**Work to be completed**:
Copy out the line containing "Each instance of the wooden" and each line after it, through the last one in the material, exactly as written.
++++
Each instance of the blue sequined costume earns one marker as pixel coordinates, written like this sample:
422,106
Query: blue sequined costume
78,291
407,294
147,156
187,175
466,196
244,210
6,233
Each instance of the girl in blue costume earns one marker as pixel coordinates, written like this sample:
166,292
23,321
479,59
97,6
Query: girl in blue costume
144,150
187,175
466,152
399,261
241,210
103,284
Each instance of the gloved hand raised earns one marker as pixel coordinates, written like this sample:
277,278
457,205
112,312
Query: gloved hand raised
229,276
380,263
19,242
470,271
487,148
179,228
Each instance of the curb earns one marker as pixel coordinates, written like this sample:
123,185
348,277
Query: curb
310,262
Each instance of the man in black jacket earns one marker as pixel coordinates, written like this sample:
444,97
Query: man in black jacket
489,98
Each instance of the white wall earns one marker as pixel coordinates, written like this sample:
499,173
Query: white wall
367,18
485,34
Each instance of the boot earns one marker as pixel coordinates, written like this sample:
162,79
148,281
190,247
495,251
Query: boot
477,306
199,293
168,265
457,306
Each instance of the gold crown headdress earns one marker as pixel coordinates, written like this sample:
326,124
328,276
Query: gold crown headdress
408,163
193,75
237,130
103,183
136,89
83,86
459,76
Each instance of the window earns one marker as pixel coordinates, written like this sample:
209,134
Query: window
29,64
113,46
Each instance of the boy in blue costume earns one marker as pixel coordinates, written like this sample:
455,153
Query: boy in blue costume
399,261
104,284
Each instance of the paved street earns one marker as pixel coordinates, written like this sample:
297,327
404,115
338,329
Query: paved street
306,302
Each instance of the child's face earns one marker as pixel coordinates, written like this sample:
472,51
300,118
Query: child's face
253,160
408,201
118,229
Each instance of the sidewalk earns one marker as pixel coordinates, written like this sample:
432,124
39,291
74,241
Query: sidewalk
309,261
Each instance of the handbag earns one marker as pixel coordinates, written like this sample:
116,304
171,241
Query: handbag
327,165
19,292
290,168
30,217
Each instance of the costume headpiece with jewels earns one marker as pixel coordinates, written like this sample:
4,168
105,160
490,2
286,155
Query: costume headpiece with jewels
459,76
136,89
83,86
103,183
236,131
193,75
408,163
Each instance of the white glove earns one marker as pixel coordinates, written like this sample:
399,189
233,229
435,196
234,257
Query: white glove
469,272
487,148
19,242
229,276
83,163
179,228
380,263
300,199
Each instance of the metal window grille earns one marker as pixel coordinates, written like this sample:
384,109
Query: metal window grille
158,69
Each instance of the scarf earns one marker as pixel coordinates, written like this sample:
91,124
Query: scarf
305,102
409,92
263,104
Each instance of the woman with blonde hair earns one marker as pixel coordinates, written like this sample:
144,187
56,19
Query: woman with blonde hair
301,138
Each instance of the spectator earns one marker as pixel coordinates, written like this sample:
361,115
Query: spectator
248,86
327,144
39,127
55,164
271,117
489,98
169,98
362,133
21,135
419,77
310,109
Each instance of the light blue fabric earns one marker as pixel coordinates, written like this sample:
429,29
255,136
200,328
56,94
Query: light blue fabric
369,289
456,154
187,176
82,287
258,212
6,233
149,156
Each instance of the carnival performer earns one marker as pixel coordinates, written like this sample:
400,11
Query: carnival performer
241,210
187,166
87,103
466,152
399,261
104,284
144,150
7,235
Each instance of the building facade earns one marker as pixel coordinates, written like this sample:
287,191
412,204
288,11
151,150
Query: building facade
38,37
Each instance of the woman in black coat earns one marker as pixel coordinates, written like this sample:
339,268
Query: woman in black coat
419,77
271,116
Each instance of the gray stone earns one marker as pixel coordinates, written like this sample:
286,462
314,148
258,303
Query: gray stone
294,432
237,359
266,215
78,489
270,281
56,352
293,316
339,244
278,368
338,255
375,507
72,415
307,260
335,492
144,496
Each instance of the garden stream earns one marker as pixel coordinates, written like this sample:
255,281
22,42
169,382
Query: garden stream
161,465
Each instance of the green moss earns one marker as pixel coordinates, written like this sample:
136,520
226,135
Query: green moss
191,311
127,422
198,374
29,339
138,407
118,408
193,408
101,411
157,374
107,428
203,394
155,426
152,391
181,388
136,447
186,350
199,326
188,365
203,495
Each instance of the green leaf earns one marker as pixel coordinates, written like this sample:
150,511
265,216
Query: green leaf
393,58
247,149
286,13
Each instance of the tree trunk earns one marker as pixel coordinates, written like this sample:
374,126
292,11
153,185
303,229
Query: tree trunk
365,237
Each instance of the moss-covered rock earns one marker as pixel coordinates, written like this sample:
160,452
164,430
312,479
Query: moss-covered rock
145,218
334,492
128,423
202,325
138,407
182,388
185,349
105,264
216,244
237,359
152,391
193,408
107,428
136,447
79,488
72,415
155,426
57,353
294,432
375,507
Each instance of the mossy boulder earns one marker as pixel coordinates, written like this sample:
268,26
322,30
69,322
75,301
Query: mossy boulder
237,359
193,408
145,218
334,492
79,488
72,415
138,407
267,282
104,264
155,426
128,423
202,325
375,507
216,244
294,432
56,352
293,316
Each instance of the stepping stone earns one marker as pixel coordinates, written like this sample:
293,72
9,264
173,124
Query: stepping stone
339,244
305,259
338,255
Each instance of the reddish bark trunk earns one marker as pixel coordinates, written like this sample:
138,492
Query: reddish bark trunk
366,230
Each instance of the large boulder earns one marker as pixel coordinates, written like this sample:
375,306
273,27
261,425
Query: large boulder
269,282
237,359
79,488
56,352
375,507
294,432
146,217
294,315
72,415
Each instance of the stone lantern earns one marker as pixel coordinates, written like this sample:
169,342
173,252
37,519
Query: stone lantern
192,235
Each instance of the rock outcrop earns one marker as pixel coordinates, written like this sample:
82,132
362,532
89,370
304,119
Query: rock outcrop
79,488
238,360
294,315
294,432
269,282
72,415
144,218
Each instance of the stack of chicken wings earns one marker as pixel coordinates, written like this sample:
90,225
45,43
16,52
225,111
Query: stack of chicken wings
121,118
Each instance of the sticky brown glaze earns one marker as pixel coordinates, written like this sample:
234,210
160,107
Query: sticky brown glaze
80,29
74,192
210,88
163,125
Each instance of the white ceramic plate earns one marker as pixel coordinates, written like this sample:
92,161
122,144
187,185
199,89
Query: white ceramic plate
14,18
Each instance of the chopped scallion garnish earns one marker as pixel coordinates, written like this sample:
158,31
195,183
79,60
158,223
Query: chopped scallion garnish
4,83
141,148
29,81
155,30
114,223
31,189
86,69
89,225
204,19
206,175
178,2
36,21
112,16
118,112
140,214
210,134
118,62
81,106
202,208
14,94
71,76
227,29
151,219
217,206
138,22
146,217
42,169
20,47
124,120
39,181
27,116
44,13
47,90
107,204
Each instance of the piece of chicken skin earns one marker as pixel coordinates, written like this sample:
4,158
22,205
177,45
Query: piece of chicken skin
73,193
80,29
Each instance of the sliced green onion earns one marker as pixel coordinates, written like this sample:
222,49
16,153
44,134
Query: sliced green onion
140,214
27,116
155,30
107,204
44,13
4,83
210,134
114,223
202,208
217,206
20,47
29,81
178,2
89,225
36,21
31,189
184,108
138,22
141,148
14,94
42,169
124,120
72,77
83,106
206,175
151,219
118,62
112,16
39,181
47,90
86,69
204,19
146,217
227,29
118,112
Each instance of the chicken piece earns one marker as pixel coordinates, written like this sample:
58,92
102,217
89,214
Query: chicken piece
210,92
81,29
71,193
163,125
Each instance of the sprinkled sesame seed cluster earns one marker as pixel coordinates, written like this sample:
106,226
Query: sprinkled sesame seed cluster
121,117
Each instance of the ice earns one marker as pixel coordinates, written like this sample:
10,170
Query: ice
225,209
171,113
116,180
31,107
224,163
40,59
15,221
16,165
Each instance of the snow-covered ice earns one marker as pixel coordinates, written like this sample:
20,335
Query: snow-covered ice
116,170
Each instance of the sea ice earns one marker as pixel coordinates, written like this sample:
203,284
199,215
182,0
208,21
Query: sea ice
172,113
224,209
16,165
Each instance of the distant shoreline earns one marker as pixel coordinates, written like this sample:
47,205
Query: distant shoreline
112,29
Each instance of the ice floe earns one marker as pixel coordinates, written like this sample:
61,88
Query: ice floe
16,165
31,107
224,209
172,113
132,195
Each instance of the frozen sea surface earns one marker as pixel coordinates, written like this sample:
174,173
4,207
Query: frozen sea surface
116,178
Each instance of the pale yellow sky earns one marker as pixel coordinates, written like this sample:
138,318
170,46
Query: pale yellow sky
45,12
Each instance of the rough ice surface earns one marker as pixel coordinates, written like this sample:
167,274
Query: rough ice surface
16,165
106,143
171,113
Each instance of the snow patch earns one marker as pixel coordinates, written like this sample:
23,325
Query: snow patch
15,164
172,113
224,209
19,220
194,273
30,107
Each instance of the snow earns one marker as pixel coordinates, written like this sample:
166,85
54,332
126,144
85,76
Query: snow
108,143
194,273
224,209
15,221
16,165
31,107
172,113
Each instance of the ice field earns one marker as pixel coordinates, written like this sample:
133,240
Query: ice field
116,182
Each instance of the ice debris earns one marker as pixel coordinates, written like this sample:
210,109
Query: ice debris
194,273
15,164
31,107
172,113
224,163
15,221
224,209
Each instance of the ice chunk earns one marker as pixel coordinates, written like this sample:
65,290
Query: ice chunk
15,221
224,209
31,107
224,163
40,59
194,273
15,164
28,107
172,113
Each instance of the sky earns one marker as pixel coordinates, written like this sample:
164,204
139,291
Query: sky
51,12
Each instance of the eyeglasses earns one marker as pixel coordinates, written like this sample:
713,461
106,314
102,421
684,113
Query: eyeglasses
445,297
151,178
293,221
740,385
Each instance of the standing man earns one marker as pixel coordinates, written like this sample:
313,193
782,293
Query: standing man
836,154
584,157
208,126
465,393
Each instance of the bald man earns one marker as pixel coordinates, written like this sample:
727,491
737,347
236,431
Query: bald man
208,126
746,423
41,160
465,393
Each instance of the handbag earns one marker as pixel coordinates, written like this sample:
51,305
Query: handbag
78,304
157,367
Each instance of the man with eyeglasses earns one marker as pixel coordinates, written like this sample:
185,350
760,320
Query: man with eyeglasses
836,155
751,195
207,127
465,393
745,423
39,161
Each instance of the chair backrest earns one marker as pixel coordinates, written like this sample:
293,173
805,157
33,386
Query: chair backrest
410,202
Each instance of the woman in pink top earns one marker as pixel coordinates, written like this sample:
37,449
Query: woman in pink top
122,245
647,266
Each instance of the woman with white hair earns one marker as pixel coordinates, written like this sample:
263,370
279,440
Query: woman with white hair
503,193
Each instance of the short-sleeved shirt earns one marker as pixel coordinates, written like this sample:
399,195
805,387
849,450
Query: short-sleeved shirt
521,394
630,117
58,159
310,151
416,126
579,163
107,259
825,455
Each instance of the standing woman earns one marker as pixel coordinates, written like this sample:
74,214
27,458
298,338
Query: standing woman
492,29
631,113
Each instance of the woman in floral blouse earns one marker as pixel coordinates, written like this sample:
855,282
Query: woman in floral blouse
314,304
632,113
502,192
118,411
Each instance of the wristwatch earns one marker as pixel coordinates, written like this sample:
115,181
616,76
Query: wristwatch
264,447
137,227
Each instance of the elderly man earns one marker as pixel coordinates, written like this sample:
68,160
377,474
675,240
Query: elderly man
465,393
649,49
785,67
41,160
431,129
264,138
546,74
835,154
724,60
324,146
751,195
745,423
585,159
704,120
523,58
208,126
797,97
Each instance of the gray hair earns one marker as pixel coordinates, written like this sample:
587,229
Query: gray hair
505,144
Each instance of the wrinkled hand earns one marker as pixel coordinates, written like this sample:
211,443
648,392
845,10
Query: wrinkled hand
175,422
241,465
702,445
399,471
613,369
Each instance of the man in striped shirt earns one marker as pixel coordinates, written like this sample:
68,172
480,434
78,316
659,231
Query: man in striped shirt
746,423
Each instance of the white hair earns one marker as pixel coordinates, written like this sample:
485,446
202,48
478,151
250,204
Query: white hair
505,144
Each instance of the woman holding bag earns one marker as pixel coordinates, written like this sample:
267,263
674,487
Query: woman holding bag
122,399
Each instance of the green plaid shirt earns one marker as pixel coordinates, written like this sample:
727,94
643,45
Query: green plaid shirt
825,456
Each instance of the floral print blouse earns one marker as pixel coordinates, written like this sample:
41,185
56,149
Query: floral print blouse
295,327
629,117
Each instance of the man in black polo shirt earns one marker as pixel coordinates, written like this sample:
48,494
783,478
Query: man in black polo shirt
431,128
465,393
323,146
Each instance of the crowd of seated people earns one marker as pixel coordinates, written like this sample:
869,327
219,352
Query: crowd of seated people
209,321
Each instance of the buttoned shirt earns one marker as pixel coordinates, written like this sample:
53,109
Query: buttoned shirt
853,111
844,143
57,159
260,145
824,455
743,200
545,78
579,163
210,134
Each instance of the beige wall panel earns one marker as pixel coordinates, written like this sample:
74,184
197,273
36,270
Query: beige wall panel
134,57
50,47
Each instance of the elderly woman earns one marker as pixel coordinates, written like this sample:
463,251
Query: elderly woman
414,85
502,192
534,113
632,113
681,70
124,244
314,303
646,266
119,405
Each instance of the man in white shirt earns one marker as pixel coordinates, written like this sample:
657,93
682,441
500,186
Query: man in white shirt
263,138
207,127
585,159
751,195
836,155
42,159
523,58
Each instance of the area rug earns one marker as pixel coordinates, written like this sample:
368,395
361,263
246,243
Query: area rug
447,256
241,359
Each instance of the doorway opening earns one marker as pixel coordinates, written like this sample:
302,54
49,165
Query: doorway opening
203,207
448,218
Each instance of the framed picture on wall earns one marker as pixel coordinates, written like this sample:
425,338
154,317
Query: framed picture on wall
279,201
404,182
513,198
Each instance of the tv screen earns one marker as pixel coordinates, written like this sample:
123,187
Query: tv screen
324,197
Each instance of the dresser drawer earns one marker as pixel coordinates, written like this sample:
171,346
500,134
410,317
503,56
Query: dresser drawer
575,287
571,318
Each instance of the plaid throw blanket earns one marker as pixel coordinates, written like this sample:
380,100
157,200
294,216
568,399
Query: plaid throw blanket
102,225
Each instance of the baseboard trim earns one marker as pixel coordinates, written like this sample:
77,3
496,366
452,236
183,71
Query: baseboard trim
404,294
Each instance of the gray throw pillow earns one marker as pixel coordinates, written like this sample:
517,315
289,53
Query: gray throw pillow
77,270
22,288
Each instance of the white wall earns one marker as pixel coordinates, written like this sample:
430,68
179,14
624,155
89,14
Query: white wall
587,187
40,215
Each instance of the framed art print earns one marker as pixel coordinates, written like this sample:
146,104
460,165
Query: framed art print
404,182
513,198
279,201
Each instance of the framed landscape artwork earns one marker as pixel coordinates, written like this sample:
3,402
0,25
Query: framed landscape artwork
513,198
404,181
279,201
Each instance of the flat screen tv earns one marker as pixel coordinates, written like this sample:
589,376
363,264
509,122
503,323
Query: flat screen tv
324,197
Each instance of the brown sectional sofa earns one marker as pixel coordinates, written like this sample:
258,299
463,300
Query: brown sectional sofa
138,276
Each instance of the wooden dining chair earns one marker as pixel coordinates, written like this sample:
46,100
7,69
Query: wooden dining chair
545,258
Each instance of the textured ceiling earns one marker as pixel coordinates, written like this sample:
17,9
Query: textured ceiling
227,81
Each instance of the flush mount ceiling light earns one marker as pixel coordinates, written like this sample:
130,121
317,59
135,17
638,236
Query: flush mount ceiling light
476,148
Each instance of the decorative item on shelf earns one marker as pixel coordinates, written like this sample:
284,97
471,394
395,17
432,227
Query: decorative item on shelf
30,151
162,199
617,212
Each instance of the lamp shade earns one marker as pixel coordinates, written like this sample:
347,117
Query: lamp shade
++++
**Full solution**:
Each instance of the wooden dining chair earns one marker as pixel coordinates, written like this sample:
46,100
7,69
Query: wooden dining chair
545,258
Each instance of the textured ceiling earns one marker as pixel coordinates, written like this sample:
17,9
Query: textured ceiling
227,81
Each instance of the flush mount ceiling light earns one marker as pixel coordinates, written like this sample:
130,121
317,59
135,17
638,236
Query: flush mount ceiling light
476,148
Each instance of the decorative item on shelf earns one marker as pixel coordinates, written like this sample:
284,97
471,394
395,17
432,227
Query: decorative item on shelf
30,151
162,199
617,212
Each instance of the lamp shade earns one marker as pixel coordinates, written like this sample:
347,117
Query: lamp shade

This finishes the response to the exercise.